SUPPLIED MATERIAL
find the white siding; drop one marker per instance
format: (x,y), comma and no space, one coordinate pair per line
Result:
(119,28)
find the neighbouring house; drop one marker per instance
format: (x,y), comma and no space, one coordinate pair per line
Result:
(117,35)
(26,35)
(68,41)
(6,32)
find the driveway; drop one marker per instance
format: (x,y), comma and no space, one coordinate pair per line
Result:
...
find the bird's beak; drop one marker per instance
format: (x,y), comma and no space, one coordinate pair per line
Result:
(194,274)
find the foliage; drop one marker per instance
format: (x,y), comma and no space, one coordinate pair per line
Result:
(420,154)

WHAT YOU WILL DO
Tally the rows above that contain the string "drop", treating uppercase and lowercase as distinct. Reply with the count alone.

SOLUTION TO THE PROBLEM
5